* **Data to examine**
*****

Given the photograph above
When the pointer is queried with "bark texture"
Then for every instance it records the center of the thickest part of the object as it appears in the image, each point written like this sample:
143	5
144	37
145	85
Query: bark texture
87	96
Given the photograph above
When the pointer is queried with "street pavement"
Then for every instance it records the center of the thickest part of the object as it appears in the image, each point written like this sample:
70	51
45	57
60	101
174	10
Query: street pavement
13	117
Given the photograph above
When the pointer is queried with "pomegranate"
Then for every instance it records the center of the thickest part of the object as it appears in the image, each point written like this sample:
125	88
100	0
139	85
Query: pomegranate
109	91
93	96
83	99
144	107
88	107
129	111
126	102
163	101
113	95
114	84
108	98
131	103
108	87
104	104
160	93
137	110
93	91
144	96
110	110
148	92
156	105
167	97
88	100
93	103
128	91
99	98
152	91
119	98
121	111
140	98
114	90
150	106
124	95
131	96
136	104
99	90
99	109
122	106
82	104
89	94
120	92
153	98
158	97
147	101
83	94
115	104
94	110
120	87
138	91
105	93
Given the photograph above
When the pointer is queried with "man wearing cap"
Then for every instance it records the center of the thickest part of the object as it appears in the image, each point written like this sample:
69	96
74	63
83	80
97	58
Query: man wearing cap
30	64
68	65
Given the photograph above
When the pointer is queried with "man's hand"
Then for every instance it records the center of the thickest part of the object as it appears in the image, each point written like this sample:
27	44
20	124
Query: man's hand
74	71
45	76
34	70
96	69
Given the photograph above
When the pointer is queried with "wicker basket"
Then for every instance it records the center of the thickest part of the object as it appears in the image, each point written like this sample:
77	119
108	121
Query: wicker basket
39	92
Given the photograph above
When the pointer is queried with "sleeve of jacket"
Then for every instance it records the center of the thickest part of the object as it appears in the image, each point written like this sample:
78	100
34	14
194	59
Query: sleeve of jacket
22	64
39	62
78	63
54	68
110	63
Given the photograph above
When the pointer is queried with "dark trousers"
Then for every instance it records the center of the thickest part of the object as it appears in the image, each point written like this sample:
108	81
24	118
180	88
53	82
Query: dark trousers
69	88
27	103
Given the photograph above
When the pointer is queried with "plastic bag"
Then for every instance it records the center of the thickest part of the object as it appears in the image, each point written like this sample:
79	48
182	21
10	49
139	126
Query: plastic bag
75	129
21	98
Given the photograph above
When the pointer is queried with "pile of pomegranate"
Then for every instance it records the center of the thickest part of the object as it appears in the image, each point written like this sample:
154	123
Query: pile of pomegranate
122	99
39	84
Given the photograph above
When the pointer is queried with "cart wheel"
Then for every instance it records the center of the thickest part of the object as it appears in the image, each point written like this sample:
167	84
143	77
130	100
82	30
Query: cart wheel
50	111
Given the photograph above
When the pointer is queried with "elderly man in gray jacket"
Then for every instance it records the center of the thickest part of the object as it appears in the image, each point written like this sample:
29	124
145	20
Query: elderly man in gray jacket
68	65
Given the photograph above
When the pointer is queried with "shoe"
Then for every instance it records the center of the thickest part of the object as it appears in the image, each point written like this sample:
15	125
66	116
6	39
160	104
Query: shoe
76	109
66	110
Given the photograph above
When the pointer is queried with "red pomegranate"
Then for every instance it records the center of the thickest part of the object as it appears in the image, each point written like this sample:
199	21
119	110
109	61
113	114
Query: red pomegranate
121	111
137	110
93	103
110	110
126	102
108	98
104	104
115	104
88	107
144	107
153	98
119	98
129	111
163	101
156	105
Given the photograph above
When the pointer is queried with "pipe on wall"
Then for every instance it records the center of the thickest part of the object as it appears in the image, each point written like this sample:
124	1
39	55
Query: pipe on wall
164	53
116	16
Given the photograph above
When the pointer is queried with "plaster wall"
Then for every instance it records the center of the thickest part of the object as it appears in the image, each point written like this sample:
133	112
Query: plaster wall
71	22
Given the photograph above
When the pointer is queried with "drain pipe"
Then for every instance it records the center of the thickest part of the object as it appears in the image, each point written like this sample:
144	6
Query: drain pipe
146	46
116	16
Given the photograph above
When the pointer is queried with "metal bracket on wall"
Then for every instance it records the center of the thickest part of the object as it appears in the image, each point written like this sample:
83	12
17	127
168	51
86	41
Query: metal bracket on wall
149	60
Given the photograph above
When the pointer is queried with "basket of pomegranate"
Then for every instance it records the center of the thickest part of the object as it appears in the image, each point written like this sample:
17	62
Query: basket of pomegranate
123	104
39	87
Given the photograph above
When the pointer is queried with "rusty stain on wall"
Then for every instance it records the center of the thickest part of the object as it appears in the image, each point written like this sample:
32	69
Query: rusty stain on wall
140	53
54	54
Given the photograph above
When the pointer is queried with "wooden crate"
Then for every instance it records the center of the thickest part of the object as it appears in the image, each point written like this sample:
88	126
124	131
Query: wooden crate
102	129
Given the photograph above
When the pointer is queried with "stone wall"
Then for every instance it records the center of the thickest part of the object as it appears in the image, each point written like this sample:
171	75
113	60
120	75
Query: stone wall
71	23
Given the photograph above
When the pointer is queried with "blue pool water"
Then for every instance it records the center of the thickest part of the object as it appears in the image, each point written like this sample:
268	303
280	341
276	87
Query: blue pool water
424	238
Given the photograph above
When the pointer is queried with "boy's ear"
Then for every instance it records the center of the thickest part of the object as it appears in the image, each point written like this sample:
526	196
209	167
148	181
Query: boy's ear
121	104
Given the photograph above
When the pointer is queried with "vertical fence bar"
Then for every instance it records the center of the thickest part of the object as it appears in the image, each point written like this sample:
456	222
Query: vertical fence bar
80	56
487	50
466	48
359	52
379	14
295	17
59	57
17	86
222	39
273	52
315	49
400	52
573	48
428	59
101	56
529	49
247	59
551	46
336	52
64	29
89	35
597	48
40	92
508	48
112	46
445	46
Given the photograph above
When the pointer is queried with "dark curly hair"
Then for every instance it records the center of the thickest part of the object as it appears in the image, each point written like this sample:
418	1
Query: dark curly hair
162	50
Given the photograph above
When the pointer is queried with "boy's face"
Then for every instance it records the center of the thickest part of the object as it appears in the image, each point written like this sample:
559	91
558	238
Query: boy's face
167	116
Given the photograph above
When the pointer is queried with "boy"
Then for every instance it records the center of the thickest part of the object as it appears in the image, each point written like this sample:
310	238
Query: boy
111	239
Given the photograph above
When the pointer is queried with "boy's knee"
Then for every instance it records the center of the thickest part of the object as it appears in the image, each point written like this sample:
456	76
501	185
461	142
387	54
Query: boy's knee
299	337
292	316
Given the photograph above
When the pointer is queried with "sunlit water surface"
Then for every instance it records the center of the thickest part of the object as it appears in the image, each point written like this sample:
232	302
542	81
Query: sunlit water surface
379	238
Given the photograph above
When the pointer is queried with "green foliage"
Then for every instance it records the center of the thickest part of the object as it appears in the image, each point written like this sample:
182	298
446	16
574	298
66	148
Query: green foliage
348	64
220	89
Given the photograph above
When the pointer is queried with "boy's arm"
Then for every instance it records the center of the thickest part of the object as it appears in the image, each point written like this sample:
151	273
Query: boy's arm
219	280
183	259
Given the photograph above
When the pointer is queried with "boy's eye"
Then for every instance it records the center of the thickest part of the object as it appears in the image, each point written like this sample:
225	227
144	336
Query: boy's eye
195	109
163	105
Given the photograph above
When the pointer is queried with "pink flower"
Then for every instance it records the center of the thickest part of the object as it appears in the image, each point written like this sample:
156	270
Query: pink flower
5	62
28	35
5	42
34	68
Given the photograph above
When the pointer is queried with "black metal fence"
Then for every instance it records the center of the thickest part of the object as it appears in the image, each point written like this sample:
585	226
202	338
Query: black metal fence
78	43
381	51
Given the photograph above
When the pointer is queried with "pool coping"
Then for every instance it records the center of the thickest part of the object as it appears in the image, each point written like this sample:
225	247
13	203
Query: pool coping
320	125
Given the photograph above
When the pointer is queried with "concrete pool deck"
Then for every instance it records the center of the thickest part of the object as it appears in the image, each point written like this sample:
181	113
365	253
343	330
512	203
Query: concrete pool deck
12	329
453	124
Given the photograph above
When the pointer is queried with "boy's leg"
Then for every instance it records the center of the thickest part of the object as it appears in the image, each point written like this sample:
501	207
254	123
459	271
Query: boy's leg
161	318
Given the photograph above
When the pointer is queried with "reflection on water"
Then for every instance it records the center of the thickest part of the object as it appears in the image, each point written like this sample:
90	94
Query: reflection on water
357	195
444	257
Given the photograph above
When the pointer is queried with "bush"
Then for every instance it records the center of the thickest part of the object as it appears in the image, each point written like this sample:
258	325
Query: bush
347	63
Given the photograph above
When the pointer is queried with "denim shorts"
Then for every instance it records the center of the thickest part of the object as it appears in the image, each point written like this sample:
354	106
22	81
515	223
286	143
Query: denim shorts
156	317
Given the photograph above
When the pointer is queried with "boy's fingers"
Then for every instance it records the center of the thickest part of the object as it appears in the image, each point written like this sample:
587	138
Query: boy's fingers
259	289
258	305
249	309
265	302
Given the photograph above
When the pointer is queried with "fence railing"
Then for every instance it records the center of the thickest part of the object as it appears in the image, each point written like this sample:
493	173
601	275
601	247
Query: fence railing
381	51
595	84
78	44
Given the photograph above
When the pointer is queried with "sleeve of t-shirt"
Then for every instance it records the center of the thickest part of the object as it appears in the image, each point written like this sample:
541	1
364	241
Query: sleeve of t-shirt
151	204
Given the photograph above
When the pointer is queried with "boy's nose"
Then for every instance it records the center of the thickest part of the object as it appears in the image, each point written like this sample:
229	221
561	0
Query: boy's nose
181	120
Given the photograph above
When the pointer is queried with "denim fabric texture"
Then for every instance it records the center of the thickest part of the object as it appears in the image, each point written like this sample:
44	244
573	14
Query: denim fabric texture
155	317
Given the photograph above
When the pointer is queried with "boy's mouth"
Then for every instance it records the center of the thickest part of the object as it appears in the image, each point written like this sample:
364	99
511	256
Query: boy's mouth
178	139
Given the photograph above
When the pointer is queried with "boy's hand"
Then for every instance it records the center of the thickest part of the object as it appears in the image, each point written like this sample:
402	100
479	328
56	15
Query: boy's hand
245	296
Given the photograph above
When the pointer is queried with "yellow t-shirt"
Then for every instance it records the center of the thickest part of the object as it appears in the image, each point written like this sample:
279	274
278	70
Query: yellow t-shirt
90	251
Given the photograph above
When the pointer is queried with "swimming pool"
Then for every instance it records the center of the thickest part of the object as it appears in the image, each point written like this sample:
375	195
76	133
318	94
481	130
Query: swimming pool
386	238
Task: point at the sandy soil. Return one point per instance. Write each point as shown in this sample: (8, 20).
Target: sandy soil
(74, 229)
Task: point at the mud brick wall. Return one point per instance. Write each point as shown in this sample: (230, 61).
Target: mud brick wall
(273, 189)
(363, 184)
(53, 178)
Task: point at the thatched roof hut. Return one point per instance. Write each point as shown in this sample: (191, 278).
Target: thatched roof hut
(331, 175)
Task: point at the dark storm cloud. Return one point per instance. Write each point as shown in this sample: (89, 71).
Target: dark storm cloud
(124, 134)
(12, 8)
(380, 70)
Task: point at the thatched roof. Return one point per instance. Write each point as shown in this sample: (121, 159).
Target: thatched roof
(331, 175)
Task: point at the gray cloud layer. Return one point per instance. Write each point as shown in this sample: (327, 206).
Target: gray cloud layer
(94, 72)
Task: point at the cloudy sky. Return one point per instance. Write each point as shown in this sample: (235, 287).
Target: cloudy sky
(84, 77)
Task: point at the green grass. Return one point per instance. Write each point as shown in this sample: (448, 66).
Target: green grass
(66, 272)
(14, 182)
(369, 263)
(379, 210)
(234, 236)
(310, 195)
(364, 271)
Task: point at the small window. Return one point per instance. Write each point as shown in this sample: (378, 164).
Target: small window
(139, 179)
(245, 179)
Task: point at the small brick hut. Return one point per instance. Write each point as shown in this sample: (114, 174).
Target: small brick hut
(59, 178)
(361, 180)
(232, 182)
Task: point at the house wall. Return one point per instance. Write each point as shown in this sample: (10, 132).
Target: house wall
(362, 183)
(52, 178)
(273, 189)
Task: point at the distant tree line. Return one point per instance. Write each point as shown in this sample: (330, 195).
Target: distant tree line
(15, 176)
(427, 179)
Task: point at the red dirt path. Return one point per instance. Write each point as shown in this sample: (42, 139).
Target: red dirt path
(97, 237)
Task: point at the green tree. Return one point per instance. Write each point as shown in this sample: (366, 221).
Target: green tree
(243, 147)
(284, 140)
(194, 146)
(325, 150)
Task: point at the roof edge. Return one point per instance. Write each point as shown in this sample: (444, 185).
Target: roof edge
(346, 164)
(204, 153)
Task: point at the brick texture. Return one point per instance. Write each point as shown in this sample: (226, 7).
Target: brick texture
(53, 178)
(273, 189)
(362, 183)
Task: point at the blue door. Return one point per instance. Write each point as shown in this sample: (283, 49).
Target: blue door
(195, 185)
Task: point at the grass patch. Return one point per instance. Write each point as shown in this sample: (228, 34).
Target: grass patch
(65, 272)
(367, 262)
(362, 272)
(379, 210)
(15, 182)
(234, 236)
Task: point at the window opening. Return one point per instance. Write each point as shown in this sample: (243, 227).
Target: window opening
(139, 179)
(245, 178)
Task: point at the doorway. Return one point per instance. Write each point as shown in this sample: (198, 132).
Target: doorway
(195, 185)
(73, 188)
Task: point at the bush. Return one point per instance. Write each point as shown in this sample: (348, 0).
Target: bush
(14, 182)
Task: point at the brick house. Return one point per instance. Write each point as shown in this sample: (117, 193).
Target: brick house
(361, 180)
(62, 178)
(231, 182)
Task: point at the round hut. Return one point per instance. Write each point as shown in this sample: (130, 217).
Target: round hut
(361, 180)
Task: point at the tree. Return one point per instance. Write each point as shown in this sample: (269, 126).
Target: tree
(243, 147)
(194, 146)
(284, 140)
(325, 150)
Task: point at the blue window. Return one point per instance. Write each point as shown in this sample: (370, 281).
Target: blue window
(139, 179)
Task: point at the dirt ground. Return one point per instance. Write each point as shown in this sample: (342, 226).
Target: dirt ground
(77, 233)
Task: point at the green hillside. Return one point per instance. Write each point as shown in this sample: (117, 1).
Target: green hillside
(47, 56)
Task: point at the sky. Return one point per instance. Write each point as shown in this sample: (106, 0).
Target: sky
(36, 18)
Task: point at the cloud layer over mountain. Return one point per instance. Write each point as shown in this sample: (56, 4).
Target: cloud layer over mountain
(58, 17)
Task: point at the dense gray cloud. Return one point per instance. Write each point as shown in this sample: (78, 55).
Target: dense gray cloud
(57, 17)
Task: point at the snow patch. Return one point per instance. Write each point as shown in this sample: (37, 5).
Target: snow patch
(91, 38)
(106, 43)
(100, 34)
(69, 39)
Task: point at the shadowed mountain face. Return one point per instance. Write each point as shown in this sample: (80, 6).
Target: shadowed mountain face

*****

* **What to produce**
Lines above that have "shadowed": copy each of them.

* **Exercise response**
Task: point at the shadowed mountain face. Return one point per instance. Write each point as shown in this sample: (80, 6).
Target: shadowed mountain face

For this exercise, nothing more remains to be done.